A commenter suggested that the proposed rule does raise novel legal and policy issues. For example, the leasing, technology, economics, environmental impacts, and legal issues surrounding oil shale development will be novel.

The potential leasing and development of oil shale resources on public lands will present many unique challenges. However, we do not believe there are any unique or novel legal and/or policy issues. As we noted above, the oil shale regulations reflect practices employed in other BLM energy and mineral programs.

Executive Order 12866 requires agencies to assess, where practical, the anticipated costs and benefits of regulatory actions to determine if the regulation is significant. As has been noted above, there is no domestic oil shale industry to help substantiate or form the basis for the projections and assumptions concerning what the future might hold for the leasing and development of oil shale resources on Federal lands. In addition, the assumption is that any significant production of shale oil is not likely to occur for a number of years. The potential events described, if they occur at all, may be in the distant future. Therefore, future costs and benefits must be discounted. The OMB's Circular A-94 states that a real discount rate of 7 percent should be used as a base-case for regulatory analysis. In addition to analyzing the potential future costs and benefits using a 7 percent discount rate, the BLM also used a discount rate of 20 percent to reflect these substantial risks and associated uncertainties in the opportunity costs that would not be reflected in the historic industry average of 7 percent. We also analyzed the future costs and benefits using a 3 percent discount rate.

The regulations have the potential to generate net economic benefits to the United States by allowing for the development of our vast domestic oil shale resources, though there is substantial uncertainty about the magnitude and timing of these benefits. The most substantial direct benefit of this regulatory action is to provide a vehicle for the leasing and development of Federal oil shale resources. Operators will have the opportunity to obtain leases with the right to develop the oil shale and ultimately produce shale oil in an environmentally sound manner. Companies' willingness to take advantage of the leasing and development opportunities provided by this rule will determine the level of production of shale oil, exploration, development and production costs incurred, and conceivably the profits (or losses) to be enjoyed. Start Printed Page 69449

The lack of a domestic oil shale industry makes it speculative to project the demand for oil shale leases, the technical capability to develop the resource, and the economics of producing shale oil. Projections that have been prepared vary significantly in not only the potential volume of shale oil that could be produced, but also the assumptions used to generate those projections. The recent report prepared by the Strategic Unconventional Fuels Task Force (Task Force) provided shale oil production projections under three scenarios. For our simulation-based analysis, we focused on the Task Forces' base case as a plausible scenario. This scenario presents a future without any subsidies in the form of tax credits or cost-sharing. The base case production of a half million barrels per day is approximately 182.50 million barrels per year, all from true in-situ projects. The Task Force's base case scenario assumes production commencing in 2015, with full production reached by 2020. In the proposed rule we asked for comment on the uncertainty surrounding the quantity and quality of recoverable oil shale, specifically as it relates to potential production of shale oil. We did not receive any comments specific to the availability and reliability of recoverable reserve data.

The Task Force estimates that resulting production could reduce the cost of oil imports by $0.41 billion per year in 2015 to $4.21 billion per year in 2035. This estimate is based on EIA's 2006 oil price projection. In their report, the Task Force also provides estimates of oil shale development's contribution to Gross Domestic Product (GDP). In the base case, annual direct contributions to GDP for the oil shale industry activity rises from $0.65 billion per year in the early years, to $5.72 billion per year in 2035.

Stored data:
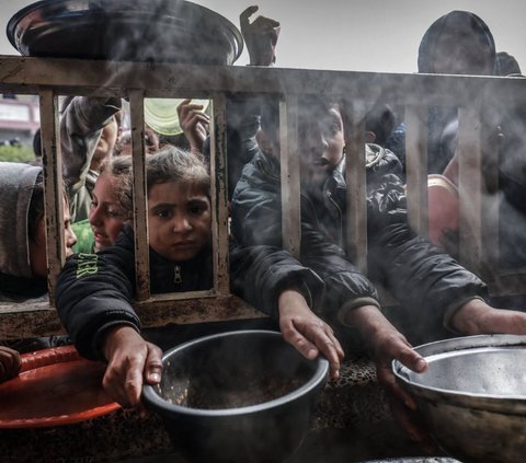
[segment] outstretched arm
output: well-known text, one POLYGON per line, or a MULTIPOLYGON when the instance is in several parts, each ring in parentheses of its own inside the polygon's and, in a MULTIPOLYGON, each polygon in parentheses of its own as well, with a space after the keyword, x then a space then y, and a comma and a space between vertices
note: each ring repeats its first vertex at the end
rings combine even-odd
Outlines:
POLYGON ((146 342, 128 325, 107 329, 102 344, 107 360, 102 381, 104 389, 122 406, 133 406, 144 416, 142 383, 155 385, 161 382, 161 349, 146 342))

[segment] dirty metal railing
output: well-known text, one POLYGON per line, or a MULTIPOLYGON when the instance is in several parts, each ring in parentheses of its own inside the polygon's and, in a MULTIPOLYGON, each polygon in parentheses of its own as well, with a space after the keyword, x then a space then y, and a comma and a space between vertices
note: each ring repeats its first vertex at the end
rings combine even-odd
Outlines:
MULTIPOLYGON (((49 303, 1 305, 0 338, 61 332, 53 305, 56 277, 65 261, 61 232, 64 211, 59 193, 62 185, 58 142, 59 95, 115 95, 129 101, 138 289, 136 309, 145 326, 260 316, 229 292, 226 99, 231 92, 263 93, 281 99, 283 236, 285 247, 293 255, 298 255, 300 243, 298 99, 317 94, 343 102, 347 134, 347 251, 364 270, 367 259, 364 115, 367 107, 375 102, 404 107, 409 217, 412 225, 425 235, 426 109, 431 105, 459 106, 460 261, 487 278, 495 293, 521 292, 526 281, 526 274, 503 277, 494 271, 499 218, 484 213, 490 210, 488 201, 496 199, 483 195, 484 182, 493 174, 483 177, 481 149, 483 107, 526 103, 525 80, 1 56, 0 92, 37 94, 41 100, 50 296, 49 303), (213 101, 210 172, 214 288, 210 291, 152 296, 147 245, 144 99, 188 95, 213 101)), ((493 155, 496 157, 496 153, 493 155)))

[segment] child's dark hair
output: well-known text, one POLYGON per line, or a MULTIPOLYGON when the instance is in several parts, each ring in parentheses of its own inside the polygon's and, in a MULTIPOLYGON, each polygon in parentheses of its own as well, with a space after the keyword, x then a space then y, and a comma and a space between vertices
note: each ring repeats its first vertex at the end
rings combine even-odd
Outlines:
POLYGON ((192 183, 210 196, 210 175, 203 157, 167 146, 146 160, 148 192, 160 183, 192 183))

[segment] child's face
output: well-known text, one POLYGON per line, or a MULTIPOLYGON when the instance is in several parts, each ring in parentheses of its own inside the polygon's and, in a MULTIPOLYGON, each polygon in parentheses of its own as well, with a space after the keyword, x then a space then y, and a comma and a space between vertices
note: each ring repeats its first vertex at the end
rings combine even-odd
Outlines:
POLYGON ((90 224, 95 240, 95 251, 102 251, 117 241, 123 230, 124 217, 115 204, 111 175, 104 172, 96 180, 91 199, 90 224))
MULTIPOLYGON (((69 204, 64 200, 64 252, 66 257, 73 255, 73 245, 77 236, 71 229, 69 204)), ((34 241, 30 241, 30 263, 33 276, 47 277, 47 246, 46 246, 46 221, 44 218, 38 222, 38 229, 34 241)))
POLYGON ((209 243, 210 217, 210 200, 194 184, 160 183, 148 192, 150 246, 171 261, 190 261, 209 243))

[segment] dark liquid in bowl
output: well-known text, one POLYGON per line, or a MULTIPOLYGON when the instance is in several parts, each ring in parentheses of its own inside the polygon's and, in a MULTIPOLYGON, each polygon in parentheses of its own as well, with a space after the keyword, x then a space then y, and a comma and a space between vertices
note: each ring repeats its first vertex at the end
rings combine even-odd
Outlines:
POLYGON ((188 408, 224 409, 258 405, 282 397, 305 384, 301 379, 264 378, 239 381, 227 386, 210 386, 209 381, 193 381, 187 387, 164 391, 163 398, 188 408))

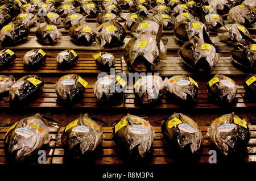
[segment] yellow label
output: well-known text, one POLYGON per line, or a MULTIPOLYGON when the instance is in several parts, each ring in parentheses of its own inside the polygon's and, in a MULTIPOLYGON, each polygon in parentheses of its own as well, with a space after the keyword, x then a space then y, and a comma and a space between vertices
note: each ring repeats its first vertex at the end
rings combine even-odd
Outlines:
POLYGON ((104 17, 106 17, 106 18, 112 18, 112 14, 107 13, 107 14, 106 14, 105 15, 104 17))
POLYGON ((210 45, 207 43, 203 43, 201 45, 201 49, 202 50, 209 50, 210 45))
POLYGON ((189 18, 189 14, 188 12, 183 12, 182 15, 184 17, 189 18))
POLYGON ((8 133, 10 132, 10 131, 11 130, 12 130, 13 128, 14 128, 18 123, 19 123, 19 121, 17 121, 15 123, 14 123, 14 124, 13 124, 13 125, 11 127, 10 127, 9 129, 8 129, 7 132, 6 132, 6 133, 5 133, 5 136, 7 135, 8 133))
POLYGON ((181 124, 181 123, 182 123, 182 121, 181 120, 180 120, 177 117, 174 117, 173 119, 170 120, 168 122, 168 128, 171 128, 173 127, 174 127, 177 124, 181 124))
POLYGON ((115 125, 115 133, 117 132, 118 130, 119 130, 122 127, 125 127, 126 125, 126 119, 123 119, 115 125))
POLYGON ((20 18, 27 18, 27 14, 20 14, 19 15, 19 17, 20 18))
POLYGON ((115 8, 115 7, 116 7, 115 5, 109 5, 109 7, 110 8, 115 8))
POLYGON ((46 26, 47 30, 54 30, 54 26, 52 25, 47 25, 46 26))
POLYGON ((123 81, 123 78, 120 76, 117 76, 115 79, 123 87, 126 85, 126 82, 123 81))
POLYGON ((98 57, 101 57, 101 52, 98 53, 96 54, 94 54, 94 58, 97 60, 98 57))
POLYGON ((246 83, 247 85, 249 86, 253 82, 256 81, 256 77, 255 76, 253 76, 250 77, 248 80, 247 80, 245 83, 246 83))
POLYGON ((194 28, 201 28, 200 23, 192 23, 192 26, 194 28))
POLYGON ((87 7, 89 8, 94 8, 95 6, 94 6, 94 5, 90 3, 90 4, 87 4, 87 7))
POLYGON ((193 79, 192 79, 191 77, 188 77, 188 79, 189 79, 189 81, 191 82, 192 83, 193 83, 196 87, 198 87, 198 83, 196 81, 194 81, 193 79))
POLYGON ((162 14, 161 15, 162 18, 163 18, 163 19, 168 19, 170 18, 169 16, 167 15, 167 14, 162 14))
POLYGON ((245 33, 246 32, 246 30, 245 30, 245 28, 241 25, 237 26, 237 28, 240 30, 241 31, 245 33))
POLYGON ((115 27, 114 25, 109 26, 106 27, 106 29, 108 31, 115 31, 117 29, 115 29, 115 27))
POLYGON ((89 27, 84 27, 82 28, 82 31, 85 33, 90 33, 90 28, 89 27))
POLYGON ((87 82, 85 79, 82 79, 81 77, 79 77, 77 81, 79 81, 79 82, 80 82, 84 87, 86 88, 88 82, 87 82))
POLYGON ((247 122, 241 119, 240 119, 237 116, 234 116, 234 123, 236 124, 240 125, 243 128, 247 128, 247 122))
POLYGON ((38 50, 38 53, 40 53, 43 57, 44 57, 44 56, 46 55, 46 52, 44 52, 42 49, 39 49, 39 50, 38 50))
POLYGON ((212 14, 212 18, 213 19, 218 19, 218 14, 212 14))
POLYGON ((138 16, 137 14, 133 15, 131 16, 131 19, 137 19, 138 18, 138 16))
POLYGON ((76 57, 77 54, 73 50, 71 50, 70 52, 73 54, 75 57, 76 57))
POLYGON ((141 24, 141 29, 144 29, 149 27, 149 23, 144 22, 141 24))
POLYGON ((28 78, 27 80, 31 82, 35 86, 36 86, 37 85, 39 85, 42 82, 41 81, 38 80, 35 78, 31 77, 30 78, 28 78))
POLYGON ((251 47, 251 49, 253 51, 256 51, 256 44, 253 44, 253 47, 251 47))
POLYGON ((9 54, 10 55, 12 56, 13 54, 14 54, 14 52, 13 52, 12 50, 11 50, 9 49, 7 49, 7 50, 5 50, 5 52, 6 52, 7 53, 9 54))
POLYGON ((180 5, 180 7, 183 9, 187 9, 186 5, 180 5))
POLYGON ((70 128, 76 127, 78 125, 78 120, 73 121, 73 122, 70 123, 65 128, 64 132, 65 132, 68 130, 69 130, 70 128))
POLYGON ((6 25, 3 27, 3 30, 5 31, 9 31, 11 29, 11 24, 9 24, 8 25, 6 25))
POLYGON ((147 40, 140 41, 138 43, 137 48, 143 48, 147 46, 147 40))
POLYGON ((72 14, 69 17, 70 17, 70 18, 73 19, 77 19, 77 17, 78 17, 78 15, 77 15, 77 14, 72 14))
POLYGON ((220 80, 218 79, 218 78, 216 77, 213 78, 210 81, 209 81, 208 83, 210 87, 212 87, 213 85, 214 85, 215 83, 219 82, 220 80))

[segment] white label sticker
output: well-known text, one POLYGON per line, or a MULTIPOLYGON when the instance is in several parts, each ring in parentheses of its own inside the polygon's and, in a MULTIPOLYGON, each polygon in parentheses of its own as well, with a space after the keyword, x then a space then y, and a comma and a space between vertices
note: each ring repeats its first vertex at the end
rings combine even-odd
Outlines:
POLYGON ((217 129, 220 132, 228 132, 233 130, 235 127, 233 124, 225 124, 218 127, 217 129))
POLYGON ((129 131, 137 134, 145 134, 147 132, 147 128, 141 125, 135 125, 129 129, 129 131))
POLYGON ((180 124, 178 125, 179 129, 188 133, 194 133, 196 131, 187 124, 180 124))
POLYGON ((20 135, 25 138, 33 136, 33 132, 27 128, 18 128, 15 130, 16 134, 20 135))
POLYGON ((88 128, 83 125, 77 126, 72 129, 72 131, 78 133, 88 133, 89 131, 88 128))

Problems to work on:
1. Summarize the oil shale rule passage in three sentences.
2. In the oil shale rule passage, what year does the Task Force's base case scenario assume full production will be reached?
3. Continue the oil shale rule passage from its last sentence.

Exercise responses:
1. The BLM holds that oil shale leasing will present unique challenges but raises no novel legal or policy issues, since the regulations mirror practices in its other energy and mineral programs. Because no domestic oil shale industry exists and significant production is years away, the agency discounted future costs and benefits at 7 percent, 20 percent, and 3 percent. Its analysis relies on the Strategic Unconventional Fuels Task Force's base case of half a million barrels per day starting in 2015, which the Task Force estimates could cut oil import costs and add billions of dollars a year to GDP by 2035.

2. 2020.

3.
We estimated the revenue, profit, and royalty implication of the Task Force's base case production scenario using three discount rates (7 percent, 3 percent, and 20 percent), three world crude oil price projections (EIA's 2007 reference, high, and low price projections) and 6 different royalty rates (1 percent, 3 percent, 5 percent, 7 percent, 9 percent, and 12.5 percent). The following summarizes the findings based on the 7 percent discount rate and a 5 percent royalty rate. The full range of calculations is presented in the Economic Analysis.

We estimate the value of the forecasted production, using EIA's 2007 reference case assumptions, could be approximately $9.5 billion for 2020, up to $11 billion by 2035. The gross present value, using a 7 percent discount rate, of all shale oil produced for the period of analysis (2007 to 2035) is estimated at about $50 billion. The gross present value of production for the year 2020 is estimated at about $3.9 billion using a 7 percent discount rate. The gross present value of the shale oil produced in 2035 would be approximately $1.7 billion with a 7 percent discount rate.

Oil shale development is characterized by high capital investment and long periods of time between expenditure of capital and the realization of production revenues and return on investment. The Task Force estimated the breakeven price for true in-situ operations at $37.75 per barrel. Using the base case production projection, the cost to produce 182.50 million barrels annually would be almost $6.9 billion. The present value of the production costs for 2020 would be about $2.9 billion using a 7 percent discount rate. For production occurring in 2035, the present value of those production costs would be about $1 billion. For the period of analysis (2007 to 2035), the present value of all production costs is estimated at about $34 billion using a 7 percent discount rate. In the proposed rule we specifically asked for comment on the state of technology necessary to recover or produce oil from shale and the associated production costs.

We received several comments on the data used in the economic analysis. Commenters suggested that some of the data, specifically production cost estimates, are dated and inaccurate. Commenters noted recent production cost estimates in the $75-$90 per barrel range.

We readily acknowledge that the economic analysis does not reflect the latest projections, including production cost estimates. However, when the analysis was prepared we used the most recent published estimates from independent third party sources, e.g., government or academic sources. We also note that when we considered these higher production cost estimates, in conjunction with higher world oil prices, the specific projections changed, but the general findings and conclusions of the analysis did not change.

With the opportunity to lease and ultimately develop Federal oil shale resources, companies would be expected to generate profits from their commercial activities. Using the base case production scenario, cost projection assumptions, and EIA's reference oil price, by the year 2020 lessees/operators could see profits from oil shale development of over $2.6 billion per year, with a net present value of $1 billion with a 7 percent discount rate. For 2035, we estimate the present value of the potential profit could be approximately $670 million using a 7 percent discount rate. The net present value of shale oil produced in the period of analysis (2007 to 2035) is estimated at approximately $16.2 billion.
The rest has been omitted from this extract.